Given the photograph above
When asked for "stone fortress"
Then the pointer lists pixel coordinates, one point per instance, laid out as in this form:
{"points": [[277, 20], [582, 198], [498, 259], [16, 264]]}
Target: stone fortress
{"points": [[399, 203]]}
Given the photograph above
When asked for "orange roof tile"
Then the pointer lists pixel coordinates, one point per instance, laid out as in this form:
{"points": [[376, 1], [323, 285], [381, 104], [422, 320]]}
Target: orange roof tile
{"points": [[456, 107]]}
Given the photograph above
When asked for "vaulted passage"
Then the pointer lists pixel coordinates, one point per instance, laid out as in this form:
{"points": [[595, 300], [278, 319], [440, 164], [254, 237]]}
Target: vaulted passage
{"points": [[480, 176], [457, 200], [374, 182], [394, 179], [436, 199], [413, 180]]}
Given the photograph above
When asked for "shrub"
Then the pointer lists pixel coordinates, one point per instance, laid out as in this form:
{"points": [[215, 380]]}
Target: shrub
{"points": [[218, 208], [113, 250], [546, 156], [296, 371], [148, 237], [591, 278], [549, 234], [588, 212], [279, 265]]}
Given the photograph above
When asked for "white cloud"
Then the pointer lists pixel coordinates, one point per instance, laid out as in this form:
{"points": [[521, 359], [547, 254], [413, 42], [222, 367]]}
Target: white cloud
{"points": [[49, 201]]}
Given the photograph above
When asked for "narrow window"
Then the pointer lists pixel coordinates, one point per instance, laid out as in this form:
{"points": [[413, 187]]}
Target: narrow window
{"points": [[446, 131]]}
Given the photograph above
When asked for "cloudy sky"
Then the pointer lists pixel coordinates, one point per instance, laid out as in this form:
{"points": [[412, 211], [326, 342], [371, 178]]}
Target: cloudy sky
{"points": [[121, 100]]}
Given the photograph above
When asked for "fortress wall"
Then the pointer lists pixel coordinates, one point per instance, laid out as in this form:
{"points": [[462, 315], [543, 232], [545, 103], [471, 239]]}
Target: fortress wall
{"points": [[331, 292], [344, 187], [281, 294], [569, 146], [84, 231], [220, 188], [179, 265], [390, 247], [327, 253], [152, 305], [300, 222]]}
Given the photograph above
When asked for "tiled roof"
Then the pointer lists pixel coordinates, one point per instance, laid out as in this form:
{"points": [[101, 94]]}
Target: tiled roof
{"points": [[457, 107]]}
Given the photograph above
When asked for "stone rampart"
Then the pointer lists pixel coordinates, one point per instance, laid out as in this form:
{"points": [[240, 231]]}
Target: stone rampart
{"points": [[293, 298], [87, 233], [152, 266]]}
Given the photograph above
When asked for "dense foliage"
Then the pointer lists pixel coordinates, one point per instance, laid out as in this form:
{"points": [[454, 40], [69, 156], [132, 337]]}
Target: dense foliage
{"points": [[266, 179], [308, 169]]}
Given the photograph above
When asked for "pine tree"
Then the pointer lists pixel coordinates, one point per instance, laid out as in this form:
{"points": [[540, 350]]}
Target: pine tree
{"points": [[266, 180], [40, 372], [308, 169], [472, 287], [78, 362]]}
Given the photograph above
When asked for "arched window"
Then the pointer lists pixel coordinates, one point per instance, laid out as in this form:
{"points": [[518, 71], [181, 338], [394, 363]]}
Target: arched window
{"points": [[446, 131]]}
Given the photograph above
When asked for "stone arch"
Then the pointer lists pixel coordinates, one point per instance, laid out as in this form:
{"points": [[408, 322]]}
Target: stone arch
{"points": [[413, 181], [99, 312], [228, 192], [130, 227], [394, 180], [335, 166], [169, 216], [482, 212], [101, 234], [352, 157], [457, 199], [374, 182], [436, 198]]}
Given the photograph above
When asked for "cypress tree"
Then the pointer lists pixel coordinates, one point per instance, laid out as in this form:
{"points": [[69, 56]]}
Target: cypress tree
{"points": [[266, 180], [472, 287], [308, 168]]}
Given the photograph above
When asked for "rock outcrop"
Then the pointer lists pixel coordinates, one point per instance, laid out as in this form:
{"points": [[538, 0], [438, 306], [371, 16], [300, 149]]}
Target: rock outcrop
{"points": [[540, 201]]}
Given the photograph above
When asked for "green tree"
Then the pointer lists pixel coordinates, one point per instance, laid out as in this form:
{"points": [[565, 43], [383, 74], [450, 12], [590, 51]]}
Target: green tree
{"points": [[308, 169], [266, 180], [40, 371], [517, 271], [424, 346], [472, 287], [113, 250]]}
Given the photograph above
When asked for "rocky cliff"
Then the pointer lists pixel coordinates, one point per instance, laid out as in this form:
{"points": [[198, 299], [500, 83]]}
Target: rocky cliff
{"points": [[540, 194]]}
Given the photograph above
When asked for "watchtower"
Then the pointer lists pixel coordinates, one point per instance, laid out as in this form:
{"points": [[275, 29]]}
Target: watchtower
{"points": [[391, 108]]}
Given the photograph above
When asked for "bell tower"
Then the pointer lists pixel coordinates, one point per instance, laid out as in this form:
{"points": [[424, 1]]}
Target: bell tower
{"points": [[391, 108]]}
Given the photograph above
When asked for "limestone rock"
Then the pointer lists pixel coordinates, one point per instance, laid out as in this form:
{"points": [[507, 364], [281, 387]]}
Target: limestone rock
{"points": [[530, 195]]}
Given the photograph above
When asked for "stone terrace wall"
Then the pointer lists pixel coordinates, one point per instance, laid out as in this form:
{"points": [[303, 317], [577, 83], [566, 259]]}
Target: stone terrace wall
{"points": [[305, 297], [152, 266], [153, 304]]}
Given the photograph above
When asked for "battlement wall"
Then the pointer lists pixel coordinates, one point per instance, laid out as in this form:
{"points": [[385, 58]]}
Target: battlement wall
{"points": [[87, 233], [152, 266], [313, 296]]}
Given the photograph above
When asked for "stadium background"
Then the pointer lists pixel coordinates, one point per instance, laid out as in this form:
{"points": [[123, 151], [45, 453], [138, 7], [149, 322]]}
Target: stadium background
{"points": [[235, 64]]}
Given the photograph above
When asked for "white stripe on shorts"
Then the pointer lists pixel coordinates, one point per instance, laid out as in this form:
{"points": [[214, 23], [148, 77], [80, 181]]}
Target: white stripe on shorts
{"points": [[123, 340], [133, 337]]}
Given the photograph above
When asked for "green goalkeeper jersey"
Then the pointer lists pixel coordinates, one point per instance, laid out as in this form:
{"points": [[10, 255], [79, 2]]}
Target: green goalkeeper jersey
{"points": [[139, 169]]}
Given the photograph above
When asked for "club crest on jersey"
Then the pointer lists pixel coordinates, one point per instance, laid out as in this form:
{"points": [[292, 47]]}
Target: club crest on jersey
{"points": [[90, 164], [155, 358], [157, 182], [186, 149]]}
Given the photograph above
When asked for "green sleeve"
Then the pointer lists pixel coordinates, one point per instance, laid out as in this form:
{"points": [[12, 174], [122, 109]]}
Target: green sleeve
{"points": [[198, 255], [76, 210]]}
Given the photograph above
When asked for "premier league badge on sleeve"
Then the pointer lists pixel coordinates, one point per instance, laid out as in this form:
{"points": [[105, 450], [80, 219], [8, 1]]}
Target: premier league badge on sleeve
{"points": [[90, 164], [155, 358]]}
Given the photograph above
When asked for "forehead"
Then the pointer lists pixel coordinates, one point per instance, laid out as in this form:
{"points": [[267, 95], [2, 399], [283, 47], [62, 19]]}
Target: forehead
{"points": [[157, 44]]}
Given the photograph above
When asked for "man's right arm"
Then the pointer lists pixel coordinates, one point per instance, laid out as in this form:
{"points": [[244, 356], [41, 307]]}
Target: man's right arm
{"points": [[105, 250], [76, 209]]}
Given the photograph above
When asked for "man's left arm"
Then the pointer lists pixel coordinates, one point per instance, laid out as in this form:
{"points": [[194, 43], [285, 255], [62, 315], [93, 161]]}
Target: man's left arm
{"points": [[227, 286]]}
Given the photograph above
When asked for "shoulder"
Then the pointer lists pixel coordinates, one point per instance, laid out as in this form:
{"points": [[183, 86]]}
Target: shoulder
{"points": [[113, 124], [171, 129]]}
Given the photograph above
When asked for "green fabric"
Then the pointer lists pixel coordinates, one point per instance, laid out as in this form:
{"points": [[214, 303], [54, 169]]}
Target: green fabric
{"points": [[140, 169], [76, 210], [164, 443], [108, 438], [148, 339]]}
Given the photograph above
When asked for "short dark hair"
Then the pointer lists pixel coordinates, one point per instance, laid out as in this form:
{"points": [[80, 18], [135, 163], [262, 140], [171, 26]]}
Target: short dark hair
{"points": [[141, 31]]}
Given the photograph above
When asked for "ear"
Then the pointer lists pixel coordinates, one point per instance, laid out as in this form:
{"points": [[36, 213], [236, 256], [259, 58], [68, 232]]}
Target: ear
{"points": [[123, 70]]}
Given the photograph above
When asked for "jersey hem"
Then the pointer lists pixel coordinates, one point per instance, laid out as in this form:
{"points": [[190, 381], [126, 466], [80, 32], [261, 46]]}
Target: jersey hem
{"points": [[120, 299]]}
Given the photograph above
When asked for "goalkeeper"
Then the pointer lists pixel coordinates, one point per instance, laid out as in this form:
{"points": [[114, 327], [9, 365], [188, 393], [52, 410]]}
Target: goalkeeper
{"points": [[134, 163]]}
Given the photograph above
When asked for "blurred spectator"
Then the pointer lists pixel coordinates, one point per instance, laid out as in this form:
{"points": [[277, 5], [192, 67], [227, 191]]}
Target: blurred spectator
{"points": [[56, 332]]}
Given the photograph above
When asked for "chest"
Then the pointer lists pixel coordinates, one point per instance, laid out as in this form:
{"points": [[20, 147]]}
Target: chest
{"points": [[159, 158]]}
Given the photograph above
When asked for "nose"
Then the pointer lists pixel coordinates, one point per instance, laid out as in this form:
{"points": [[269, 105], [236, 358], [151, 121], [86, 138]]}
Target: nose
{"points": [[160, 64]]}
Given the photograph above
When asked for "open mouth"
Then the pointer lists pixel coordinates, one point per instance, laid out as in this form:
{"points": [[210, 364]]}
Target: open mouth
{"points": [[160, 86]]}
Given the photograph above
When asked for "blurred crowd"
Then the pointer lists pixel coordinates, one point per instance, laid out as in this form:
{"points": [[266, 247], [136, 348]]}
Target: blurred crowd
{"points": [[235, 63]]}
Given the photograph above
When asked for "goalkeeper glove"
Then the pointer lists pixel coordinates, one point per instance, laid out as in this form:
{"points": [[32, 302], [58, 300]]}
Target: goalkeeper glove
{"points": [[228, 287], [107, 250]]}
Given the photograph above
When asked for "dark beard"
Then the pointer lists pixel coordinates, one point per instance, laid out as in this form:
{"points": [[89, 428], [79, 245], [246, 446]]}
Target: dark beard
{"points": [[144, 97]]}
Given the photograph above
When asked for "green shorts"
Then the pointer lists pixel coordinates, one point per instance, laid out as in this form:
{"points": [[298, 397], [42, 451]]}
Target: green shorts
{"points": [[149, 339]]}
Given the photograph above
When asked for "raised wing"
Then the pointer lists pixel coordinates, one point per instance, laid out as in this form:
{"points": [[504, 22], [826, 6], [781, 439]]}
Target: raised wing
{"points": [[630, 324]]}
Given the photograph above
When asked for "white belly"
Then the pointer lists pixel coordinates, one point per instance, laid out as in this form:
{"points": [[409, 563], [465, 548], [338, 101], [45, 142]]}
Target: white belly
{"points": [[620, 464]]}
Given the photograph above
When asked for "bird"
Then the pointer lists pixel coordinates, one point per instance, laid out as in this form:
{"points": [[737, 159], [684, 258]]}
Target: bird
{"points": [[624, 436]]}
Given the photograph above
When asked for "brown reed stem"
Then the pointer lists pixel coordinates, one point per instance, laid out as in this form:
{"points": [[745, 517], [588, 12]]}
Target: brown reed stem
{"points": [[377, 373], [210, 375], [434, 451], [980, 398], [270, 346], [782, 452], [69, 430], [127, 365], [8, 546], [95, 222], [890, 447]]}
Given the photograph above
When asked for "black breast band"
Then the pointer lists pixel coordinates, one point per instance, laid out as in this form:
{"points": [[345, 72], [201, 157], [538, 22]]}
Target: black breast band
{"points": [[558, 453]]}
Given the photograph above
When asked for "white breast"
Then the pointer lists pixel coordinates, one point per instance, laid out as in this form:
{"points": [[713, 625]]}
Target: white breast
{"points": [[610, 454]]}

Stated problem
Show every line in the listing above that contains the string "rocky", copying each one in full.

Expected answer
When asked for "rocky cliff"
Target: rocky cliff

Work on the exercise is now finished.